# [ABOUT THIS TASK]
Continue the blog post about the UFO said to be refueling in a chemtrail, starting right after its last sentence.

# [STUDY TEXT]

The bottom line here is that truth matters.  Lies are "alternative facts" in the same sense that my index finger is an "alternative gun."  People on both sides of the aisle who care about the truth need to be calling the president out on every lie, and demanding that our senators and representatives not give him a pass just because of partisan loyalty.  We cannot afford to have a liar-in-chief -- even if his toadies try to give those lies a coating of whitewash.

Monday, October 13, 2014

99 red balloons

In today's episode of "Studies in Confirmation Bias," we have a story in The Examiner claiming that someone captured a UFO refueling in a chemtrail.

What cracked me up about this one is the way the author of the story, Tom Rose, seems to take it as given that (1) chemtrails exist, and (2) UFOs exist, so clearly they must have some connection.  Here's how Rose introduces the topic:
An incredible UFO video was uploaded to YouTube on Oct. 12, showing what appears to be an unidentified flying object "refueling" itself in the chemical contrail of a jet flying high above it.  The strange object, which resembles no known aircraft, and flies in a decidedly non-aerodynamic manner, seems to intentionally head directly into the chemtrail of the passing jet and hovers for a moment before moving on.
The "chemical contrails" of jets are made almost entirely of water vapor and carbon dioxide, so it's a little hard to see how the UFO would be "refueling" itself with them.  Rose is right, however, insofar as water vapor and carbon dioxide are both "chemicals."

# [PROVIDED INFORMATION]

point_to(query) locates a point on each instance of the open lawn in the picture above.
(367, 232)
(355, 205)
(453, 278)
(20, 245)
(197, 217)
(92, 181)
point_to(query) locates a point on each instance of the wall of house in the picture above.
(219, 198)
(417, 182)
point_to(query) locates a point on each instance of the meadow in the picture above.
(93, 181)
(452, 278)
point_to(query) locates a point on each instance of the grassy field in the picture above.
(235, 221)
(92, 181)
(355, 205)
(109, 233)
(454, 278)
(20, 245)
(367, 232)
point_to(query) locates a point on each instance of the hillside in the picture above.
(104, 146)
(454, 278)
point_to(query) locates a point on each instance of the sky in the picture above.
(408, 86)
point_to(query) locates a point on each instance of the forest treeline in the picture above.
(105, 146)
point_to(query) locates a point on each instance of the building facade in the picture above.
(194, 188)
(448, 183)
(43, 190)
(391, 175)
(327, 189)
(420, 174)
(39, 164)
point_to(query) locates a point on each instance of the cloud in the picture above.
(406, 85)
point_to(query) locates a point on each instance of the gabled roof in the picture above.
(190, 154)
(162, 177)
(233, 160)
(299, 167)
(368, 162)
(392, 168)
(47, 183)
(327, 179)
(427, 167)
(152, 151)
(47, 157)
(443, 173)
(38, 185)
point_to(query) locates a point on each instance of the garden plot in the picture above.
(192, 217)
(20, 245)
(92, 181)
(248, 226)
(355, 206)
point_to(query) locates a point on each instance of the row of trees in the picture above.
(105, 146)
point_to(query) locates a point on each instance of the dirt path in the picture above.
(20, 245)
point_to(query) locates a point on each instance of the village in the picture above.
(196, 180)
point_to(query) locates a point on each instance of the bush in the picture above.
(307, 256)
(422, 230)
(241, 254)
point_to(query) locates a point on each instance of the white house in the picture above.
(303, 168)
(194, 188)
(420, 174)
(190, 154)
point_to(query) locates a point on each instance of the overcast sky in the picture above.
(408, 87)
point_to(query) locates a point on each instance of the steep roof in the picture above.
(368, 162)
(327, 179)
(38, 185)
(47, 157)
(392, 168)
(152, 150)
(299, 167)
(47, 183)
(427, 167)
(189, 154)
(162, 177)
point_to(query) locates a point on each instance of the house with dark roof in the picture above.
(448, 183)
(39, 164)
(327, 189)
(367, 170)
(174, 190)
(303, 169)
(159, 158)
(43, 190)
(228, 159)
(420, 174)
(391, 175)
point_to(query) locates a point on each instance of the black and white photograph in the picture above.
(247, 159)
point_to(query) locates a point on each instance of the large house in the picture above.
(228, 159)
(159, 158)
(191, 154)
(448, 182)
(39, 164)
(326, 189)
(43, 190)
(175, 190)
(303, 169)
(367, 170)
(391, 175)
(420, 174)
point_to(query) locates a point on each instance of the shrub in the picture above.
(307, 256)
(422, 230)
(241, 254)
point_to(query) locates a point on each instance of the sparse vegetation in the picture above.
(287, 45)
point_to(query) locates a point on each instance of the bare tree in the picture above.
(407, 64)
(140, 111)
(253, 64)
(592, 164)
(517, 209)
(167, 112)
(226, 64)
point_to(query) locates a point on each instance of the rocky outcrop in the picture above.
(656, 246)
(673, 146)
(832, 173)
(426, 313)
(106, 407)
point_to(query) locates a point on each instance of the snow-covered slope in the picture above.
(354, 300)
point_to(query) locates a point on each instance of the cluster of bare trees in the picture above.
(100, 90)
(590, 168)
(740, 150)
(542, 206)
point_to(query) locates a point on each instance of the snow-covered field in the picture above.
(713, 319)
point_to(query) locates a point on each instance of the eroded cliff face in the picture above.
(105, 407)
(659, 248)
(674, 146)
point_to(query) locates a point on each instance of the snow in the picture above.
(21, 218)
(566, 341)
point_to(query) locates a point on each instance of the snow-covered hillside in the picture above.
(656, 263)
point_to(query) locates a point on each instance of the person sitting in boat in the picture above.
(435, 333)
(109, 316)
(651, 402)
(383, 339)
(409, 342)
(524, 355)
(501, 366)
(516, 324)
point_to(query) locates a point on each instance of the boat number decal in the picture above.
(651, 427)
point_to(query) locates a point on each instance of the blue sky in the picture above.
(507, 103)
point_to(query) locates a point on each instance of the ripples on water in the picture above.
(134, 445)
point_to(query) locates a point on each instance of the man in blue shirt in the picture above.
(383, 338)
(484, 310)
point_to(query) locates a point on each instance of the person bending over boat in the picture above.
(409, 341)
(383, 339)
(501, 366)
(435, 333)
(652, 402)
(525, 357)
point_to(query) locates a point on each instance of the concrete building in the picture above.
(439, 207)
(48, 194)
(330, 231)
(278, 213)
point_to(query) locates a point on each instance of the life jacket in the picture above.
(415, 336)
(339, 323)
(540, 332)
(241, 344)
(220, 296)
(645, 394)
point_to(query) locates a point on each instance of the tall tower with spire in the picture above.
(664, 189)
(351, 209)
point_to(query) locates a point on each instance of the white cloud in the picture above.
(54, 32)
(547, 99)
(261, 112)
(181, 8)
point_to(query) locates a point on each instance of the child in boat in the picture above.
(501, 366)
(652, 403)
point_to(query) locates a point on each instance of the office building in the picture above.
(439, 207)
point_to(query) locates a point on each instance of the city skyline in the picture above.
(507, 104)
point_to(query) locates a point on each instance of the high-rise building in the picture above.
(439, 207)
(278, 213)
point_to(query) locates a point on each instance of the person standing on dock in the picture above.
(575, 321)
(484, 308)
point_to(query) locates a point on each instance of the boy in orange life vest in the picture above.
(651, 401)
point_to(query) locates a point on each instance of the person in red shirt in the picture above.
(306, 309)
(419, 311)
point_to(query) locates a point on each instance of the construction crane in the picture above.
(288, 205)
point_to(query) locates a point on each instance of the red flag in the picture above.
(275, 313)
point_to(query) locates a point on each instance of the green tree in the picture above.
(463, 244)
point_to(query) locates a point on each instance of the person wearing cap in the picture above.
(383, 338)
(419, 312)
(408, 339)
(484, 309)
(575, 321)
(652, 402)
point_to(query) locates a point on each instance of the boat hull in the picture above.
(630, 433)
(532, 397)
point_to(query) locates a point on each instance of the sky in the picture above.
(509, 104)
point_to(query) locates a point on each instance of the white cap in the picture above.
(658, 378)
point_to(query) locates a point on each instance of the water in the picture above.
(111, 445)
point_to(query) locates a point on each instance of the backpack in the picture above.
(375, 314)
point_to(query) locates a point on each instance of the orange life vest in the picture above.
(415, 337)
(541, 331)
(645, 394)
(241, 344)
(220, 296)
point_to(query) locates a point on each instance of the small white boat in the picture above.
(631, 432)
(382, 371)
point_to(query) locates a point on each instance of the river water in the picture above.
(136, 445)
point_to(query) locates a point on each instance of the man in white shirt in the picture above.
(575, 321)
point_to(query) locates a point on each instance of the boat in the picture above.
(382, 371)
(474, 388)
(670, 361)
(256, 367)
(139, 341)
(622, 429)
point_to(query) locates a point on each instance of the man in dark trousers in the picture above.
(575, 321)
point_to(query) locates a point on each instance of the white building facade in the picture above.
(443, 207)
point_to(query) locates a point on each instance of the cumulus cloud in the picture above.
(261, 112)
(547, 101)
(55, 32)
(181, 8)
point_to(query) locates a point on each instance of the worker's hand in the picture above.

# [TASK RESPONSE]
He goes on to write:
The nearly two minute video shows the original, unedited footage, without enhancement, in the opening segment, before switching to a magnified and slowed down version, which doesn't help to clear up the mysterious behavior of the unidentified aircraft.  In fact, the closeup reveals that, although there seems to be a flashing, navigational beacon on the UFO, its shape and configuration resembles no known aircraft, such as a helicopter, airplane or even a drone.
True, and there's a reason for that, which I'll get to in a moment.

He finishes up with a bang:
The chemtrail controversy has been raging for a few years now, with conspiracy theorists arguing there must be some secret meaning behind their sudden proliferation.  Could this incident explain the phenomenon?  Is it possible that alien aircraft are using the chemical exhaust fumes of high flying aircraft to refuel spacecraft in Earth's atmosphere?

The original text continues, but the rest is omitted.